- GIVEN TEXT -
Interdisciplinary Life Sciences Building
Formal opening of one of the largest academic construction projects in the history of Texas A&M University – the Interdisciplinary Life Sciences Building – is scheduled for Thursday (Sept. 24), setting the stage for the institution to play an even greater leadership role in some of the most complex and challenging research in the life sciences.
The opening celebration for the 220,000-square-foot building will be conducted at 6 p.m. and include remarks by Texas A&M University System Board of Regents Chairman Morris E. Foster, Chancellor Michael D. McKinney, Interim University President R. Bowen Loftin and Vice President for Research Jeffrey R. Seemann. Additional remarks will be presented by Dr. Tadhg P. Begley, holder of the Robert A. Welch Chair in Chemistry and the D.H.R. Barton Professor of Chemistry, one of the faculty members who will be headquartered in the new building.
“This is truly a marvelous facility – one that will serve our current faculty exceedingly well and will undoubtedly be a key factor in helping Texas A&M attract even more stellar members to our professorial ranks,” Loftin states. “It will unquestionably help in our Vision 2020 quest to rise among the ranks of the country’s top public universities and, even more importantly, serve our state and nation admirably in teaching and research endeavors in a host of emerging and exciting fields.”

- WHAT YOU NEED TO DO -
1) In the article on the Interdisciplinary Life Sciences Building, why does Loftin consider the new facility important for Texas A&M? Answer in one to three sentences.
2) Carry on the article about the Interdisciplinary Life Sciences Building, starting after its last sentence.
None of the listing is needed for this work.

- STUDY MATERIAL -
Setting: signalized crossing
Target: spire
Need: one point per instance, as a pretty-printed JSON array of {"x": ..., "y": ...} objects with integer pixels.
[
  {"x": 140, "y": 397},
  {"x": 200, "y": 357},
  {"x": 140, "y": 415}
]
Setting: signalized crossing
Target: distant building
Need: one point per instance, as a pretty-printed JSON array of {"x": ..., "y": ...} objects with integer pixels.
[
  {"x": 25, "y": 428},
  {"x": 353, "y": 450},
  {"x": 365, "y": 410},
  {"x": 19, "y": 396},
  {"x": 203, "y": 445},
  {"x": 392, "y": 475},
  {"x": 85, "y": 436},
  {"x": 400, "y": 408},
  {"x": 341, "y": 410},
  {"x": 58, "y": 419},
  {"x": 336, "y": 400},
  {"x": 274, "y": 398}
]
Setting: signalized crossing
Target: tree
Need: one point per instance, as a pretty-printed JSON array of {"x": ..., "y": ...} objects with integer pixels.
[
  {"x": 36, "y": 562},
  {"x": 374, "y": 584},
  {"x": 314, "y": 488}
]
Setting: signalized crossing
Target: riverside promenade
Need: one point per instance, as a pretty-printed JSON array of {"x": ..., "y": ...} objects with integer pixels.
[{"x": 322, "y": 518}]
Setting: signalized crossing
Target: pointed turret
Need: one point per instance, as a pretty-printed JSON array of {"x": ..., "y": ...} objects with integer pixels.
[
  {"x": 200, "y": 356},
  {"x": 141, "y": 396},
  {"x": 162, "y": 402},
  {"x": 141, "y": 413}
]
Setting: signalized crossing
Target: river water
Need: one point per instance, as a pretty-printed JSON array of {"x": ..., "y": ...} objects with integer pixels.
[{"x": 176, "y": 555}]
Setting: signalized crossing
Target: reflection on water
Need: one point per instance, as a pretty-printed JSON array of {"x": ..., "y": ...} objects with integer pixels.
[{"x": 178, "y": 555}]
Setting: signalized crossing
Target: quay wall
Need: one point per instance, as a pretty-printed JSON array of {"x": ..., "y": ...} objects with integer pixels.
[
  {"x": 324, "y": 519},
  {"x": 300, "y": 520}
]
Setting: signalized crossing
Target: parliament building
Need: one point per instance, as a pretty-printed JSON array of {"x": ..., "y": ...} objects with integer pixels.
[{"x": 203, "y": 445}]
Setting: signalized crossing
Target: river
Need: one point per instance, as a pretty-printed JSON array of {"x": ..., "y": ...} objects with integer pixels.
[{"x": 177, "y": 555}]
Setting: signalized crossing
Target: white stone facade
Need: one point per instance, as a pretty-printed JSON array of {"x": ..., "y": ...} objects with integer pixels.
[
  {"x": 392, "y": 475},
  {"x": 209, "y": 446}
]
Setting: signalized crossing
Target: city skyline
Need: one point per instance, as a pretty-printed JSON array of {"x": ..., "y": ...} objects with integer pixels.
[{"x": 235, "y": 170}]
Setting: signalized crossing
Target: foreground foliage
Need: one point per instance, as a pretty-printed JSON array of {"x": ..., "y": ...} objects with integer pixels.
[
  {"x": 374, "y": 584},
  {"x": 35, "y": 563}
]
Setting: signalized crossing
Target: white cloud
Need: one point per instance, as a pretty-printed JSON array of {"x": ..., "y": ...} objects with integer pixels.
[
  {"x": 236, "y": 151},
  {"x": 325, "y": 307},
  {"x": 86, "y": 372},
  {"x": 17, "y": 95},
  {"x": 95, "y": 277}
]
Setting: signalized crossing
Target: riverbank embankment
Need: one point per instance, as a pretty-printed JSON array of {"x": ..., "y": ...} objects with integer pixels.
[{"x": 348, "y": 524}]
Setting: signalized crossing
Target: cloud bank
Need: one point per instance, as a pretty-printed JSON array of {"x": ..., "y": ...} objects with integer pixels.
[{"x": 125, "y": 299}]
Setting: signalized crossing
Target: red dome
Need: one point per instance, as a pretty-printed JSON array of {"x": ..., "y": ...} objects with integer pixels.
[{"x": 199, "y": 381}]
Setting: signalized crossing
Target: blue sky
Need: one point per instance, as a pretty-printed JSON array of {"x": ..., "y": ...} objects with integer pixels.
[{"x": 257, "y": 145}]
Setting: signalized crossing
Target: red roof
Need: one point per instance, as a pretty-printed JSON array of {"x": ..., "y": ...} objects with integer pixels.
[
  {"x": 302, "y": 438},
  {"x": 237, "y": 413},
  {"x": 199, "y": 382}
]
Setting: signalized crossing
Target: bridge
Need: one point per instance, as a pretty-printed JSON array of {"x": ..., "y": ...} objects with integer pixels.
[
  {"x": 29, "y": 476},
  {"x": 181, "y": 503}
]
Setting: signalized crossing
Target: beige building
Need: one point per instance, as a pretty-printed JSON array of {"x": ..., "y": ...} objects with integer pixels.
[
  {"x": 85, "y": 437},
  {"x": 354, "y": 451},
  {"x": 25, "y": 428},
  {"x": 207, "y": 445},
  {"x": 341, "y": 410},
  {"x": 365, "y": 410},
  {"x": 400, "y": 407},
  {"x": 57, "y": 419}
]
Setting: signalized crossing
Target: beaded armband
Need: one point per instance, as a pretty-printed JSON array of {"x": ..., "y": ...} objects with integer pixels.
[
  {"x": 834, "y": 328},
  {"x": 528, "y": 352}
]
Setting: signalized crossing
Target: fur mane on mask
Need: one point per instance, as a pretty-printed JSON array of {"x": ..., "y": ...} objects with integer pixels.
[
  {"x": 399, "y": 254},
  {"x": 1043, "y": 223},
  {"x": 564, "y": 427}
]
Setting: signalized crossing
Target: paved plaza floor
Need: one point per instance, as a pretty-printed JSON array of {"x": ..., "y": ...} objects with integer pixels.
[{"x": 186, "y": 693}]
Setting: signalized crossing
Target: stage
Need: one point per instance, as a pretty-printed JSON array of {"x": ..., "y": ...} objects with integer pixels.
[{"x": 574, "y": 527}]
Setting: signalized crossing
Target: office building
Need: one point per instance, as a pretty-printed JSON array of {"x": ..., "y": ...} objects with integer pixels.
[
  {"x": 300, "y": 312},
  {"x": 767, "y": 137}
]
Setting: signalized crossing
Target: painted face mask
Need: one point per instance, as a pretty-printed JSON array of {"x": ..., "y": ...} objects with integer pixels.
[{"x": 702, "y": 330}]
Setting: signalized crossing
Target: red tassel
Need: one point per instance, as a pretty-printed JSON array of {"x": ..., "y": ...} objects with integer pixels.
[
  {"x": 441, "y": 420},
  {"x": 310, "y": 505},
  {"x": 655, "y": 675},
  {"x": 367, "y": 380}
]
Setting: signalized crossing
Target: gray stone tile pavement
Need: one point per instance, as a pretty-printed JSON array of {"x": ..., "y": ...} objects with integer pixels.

- WRITTEN ANSWERS -
1) Loftin says the facility will serve current faculty very well and will help Texas A&M attract more stellar professors. He adds that it will aid the university's Vision 2020 quest to rise among the country's top public universities. It will also serve the state and nation in teaching and research in many emerging fields.

2)
Construction of the building started in 2006 under the leadership of then-President and current Secretary of Defense Robert Gates.
In addition to being one of the largest facilities ever built on the Texas A&M campus, the Interdisciplinary Life Sciences Building also represents the most extensive investment for a single building in the 133-year history of the institution – $100 million, notes Seemann.
“This magnificent state-of-the-art building will be home to world-class scientists who are carrying out important and exciting cutting-edge research focused on critical issues that affect the health and welfare of all Texans, including finding cures and innovative treatments for some of the most common diseases and illnesses people deal with on a daily basis,” says Seemann. “The investment in this building is also an important and significant part of Vision 2020 and a key step toward making Texas A&M one of the top 10 universities in the United States.”
The facility also represents a major investment in the economic future of Texas, he adds, and supports Texas A&M’s commitment to being an important source for technology development and commercialization, and an essential part of the innovation-based economy that is driving economic development in Texas, the nation and the world.
Three colleges – Agriculture and Life Sciences, Liberal Arts and Science – have been deeply involved in the building’s mission and purpose. Their dedication to the interdisciplinary vision of the building has been the key in the completion and occupation of the building.
“This building has made it possible for us to attract some truly outstanding faculty to Texas A&M and to put them together with interdisciplinary groups of faculty working on science problems of great interest,” says Dr. H. Joseph Newton, dean of the College of Science.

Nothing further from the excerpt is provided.